-- start Dataset rows --
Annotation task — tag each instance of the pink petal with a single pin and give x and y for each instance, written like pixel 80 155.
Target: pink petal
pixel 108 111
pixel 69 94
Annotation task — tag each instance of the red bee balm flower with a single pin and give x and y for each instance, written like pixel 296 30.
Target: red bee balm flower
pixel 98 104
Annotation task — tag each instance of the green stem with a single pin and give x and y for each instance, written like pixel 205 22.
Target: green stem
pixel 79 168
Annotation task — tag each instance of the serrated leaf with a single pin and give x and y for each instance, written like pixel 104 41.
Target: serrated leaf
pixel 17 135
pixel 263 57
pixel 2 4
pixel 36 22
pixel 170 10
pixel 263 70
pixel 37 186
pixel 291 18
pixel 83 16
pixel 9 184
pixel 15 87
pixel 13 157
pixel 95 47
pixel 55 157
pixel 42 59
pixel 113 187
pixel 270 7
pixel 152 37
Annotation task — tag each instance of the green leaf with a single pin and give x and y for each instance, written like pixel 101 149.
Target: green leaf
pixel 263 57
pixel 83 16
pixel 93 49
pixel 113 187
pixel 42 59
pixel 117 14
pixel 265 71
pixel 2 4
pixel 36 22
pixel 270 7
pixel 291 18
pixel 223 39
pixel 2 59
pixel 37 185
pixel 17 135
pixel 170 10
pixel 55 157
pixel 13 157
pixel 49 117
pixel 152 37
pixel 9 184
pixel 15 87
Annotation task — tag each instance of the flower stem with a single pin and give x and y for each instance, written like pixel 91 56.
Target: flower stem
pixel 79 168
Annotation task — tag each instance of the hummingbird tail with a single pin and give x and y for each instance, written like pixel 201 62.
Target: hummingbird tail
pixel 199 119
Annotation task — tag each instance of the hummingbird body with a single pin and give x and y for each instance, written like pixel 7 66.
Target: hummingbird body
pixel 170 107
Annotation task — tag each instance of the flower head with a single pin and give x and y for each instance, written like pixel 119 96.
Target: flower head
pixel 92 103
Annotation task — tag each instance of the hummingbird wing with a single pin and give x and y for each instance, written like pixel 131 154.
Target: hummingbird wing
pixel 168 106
-- end Dataset rows --
> What to produce
Give all of the material again with every "single pin" changed to "single marker", and leave everything else untouched.

> Response to this exercise
Annotation task — tag each instance of the pink petal with a single marker and give x and y for each instance, written like pixel 80 155.
Target: pink petal
pixel 108 111
pixel 69 94
Annotation task — tag each instance of the red bee balm flower with a single marker and give x and y for each instance, written like pixel 296 30.
Target: red bee balm flower
pixel 98 104
Annotation task — tag each instance of the green stem with a single marker and give x and y for each instance, written like pixel 205 22.
Target: green stem
pixel 79 168
Annotation task — tag each instance of the serrated leaf with a single marker and give x and y for each instance, written like pixel 104 41.
Target: serrated leaf
pixel 17 135
pixel 263 57
pixel 2 4
pixel 36 22
pixel 170 10
pixel 263 70
pixel 37 186
pixel 291 18
pixel 83 16
pixel 9 184
pixel 15 87
pixel 13 157
pixel 95 47
pixel 55 157
pixel 42 59
pixel 113 187
pixel 270 7
pixel 152 37
Annotation task — tag each instance of the green leaf with a single marker and give x and y for each instance, written like pixel 101 149.
Target: green leaf
pixel 263 57
pixel 83 16
pixel 93 49
pixel 113 187
pixel 42 59
pixel 117 14
pixel 265 71
pixel 2 4
pixel 36 22
pixel 270 7
pixel 291 18
pixel 223 39
pixel 2 59
pixel 37 185
pixel 17 135
pixel 170 10
pixel 55 157
pixel 13 157
pixel 49 117
pixel 152 37
pixel 9 184
pixel 15 87
Annotation task — tag each instance of the flower stem with a single marker and give x and y for each instance, written like pixel 91 56.
Target: flower stem
pixel 79 168
Annotation task — tag each instance of the hummingbird tail with a single marker and give x and y for each instance, written like pixel 201 62.
Target: hummingbird tail
pixel 199 119
Annotation task — tag each instance of the hummingbird body with a single marker and give x and y for each instance, written like pixel 7 66.
Target: hummingbird body
pixel 170 107
Annotation task — tag each instance of the flower head with a single marker and give x and y for each instance, written like pixel 119 96.
Target: flower head
pixel 92 103
Annotation task — tag each instance of the hummingbird wing with a single marker and give x and y for each instance, written like pixel 131 154.
Target: hummingbird wing
pixel 168 106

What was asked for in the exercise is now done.